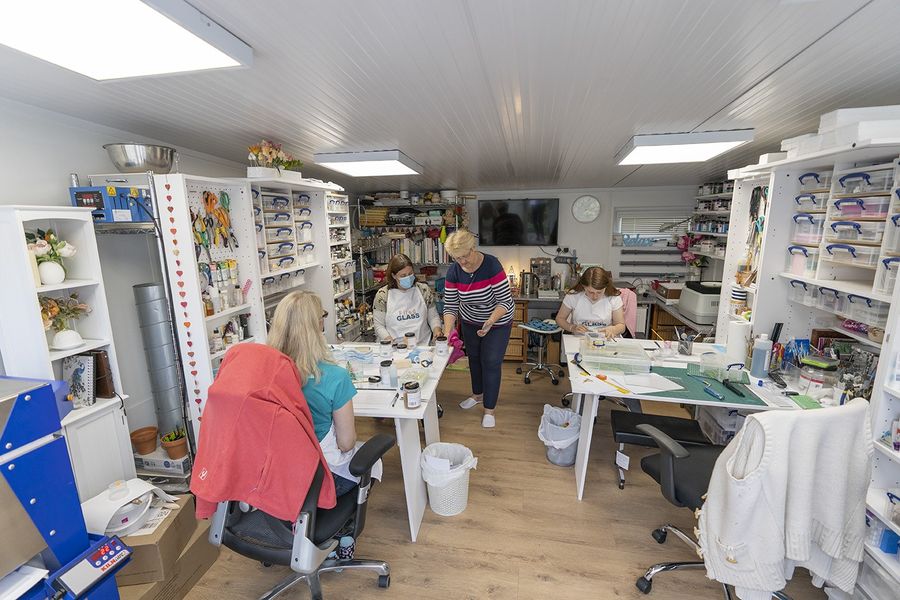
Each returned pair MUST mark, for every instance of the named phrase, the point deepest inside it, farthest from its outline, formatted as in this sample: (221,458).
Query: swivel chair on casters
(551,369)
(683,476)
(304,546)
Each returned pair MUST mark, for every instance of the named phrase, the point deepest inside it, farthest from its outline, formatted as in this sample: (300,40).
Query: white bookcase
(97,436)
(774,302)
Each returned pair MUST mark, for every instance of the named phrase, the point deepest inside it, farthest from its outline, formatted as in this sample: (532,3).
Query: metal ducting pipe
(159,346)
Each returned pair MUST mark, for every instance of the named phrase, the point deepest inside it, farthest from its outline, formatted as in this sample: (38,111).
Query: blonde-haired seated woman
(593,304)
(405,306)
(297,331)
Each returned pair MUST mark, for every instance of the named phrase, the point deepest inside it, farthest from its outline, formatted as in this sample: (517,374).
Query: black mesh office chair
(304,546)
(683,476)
::::::::::
Reproduce every line from the listing above that holds the word "MUST".

:: ANSWER BELOW ::
Each returned pair MUST mark, for every instance of the named phrase, the point deepest inside it, farthest from its outline, formatted as in this sample: (221,458).
Each returned pair MUST mark, for every instance of the named phrase, the point deepest inside it, farthest from its outline, formatted as in this sample: (300,40).
Each returned pair MUST mark, for every instance of the named phrase, the point deepest inside it, farthest from its outline, formatted as in this sample: (532,3).
Each returned pair MUST mark, for every instance of the named phrase, the point deepest inside it, farthest from its outline, formatted as in this sample: (38,111).
Each returned pair MUST mark, for every instance of the named phrase, the point deepest inside it, farthest from its outline, formatted as in this sample: (517,374).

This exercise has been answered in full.